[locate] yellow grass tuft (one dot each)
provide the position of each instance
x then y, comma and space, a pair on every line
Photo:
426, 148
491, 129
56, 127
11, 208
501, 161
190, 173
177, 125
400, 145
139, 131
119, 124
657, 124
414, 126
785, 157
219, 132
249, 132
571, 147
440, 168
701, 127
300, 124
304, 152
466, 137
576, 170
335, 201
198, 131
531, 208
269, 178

Goal of the exercise: Give only the count of lines in the listing that contain the string "each".

Task result: 2